──────── FILAS DE DATOS ────────

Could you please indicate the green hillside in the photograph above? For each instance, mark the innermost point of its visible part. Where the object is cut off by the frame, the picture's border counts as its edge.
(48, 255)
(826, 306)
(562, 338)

────────
──────── FILAS DE DATOS ────────

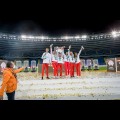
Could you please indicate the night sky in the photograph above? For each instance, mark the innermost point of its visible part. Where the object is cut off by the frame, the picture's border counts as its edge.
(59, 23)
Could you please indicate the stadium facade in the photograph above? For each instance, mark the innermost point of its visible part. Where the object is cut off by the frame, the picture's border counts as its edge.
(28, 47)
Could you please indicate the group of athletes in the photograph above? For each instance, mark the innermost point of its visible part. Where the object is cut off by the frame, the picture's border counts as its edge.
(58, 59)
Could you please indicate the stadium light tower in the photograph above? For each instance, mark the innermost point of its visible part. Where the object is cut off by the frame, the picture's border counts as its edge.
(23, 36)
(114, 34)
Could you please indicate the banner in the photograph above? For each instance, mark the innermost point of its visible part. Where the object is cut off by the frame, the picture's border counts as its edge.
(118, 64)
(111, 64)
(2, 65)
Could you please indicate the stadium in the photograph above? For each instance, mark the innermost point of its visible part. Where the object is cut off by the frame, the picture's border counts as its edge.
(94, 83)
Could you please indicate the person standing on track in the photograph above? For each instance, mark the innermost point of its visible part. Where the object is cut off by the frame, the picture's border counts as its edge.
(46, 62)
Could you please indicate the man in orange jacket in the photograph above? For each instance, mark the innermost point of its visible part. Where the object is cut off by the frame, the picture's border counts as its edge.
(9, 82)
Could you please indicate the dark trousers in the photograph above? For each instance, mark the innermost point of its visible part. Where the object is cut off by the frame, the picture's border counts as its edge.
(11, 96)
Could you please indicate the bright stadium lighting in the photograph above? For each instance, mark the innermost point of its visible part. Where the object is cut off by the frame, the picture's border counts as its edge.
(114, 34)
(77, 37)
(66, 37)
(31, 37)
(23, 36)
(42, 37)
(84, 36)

────────
──────── FILAS DE DATOS ────────

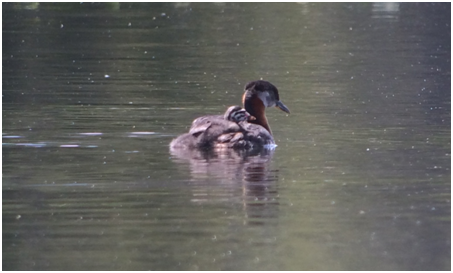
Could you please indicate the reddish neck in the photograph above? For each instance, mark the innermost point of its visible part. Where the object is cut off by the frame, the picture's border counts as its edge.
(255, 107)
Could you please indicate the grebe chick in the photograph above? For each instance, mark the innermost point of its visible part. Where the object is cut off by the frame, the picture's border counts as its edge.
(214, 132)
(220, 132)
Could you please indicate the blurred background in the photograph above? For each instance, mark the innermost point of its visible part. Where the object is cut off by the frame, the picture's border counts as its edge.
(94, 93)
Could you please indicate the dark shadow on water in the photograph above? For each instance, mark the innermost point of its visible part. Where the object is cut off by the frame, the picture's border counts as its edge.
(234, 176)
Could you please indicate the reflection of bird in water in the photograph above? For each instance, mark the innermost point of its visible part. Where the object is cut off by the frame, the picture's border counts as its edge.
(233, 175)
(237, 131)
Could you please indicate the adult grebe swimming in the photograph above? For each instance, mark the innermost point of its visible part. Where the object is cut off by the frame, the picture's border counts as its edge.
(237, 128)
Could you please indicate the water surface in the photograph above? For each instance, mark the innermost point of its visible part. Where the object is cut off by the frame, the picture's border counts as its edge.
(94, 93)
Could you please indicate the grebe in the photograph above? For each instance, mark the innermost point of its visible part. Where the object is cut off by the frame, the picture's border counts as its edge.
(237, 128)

────────

-- TAREA ASIGNADA --
Extrae de los registros todas las líneas que contengan la palabra "grebe" y cópialas tal como aparecen.

-- RESPUESTA AL EJERCICIO --
Could you please indicate the grebe chick in the photograph above? For each instance, mark the innermost point of its visible part. Where the object is cut off by the frame, the picture's border counts as its edge.
Could you please indicate the adult grebe swimming in the photograph above? For each instance, mark the innermost point of its visible part. Where the object is cut off by the frame, the picture's border counts as its edge.
Could you please indicate the grebe in the photograph above? For each instance, mark the innermost point of its visible part. Where the object is cut off by the frame, the picture's border counts as its edge.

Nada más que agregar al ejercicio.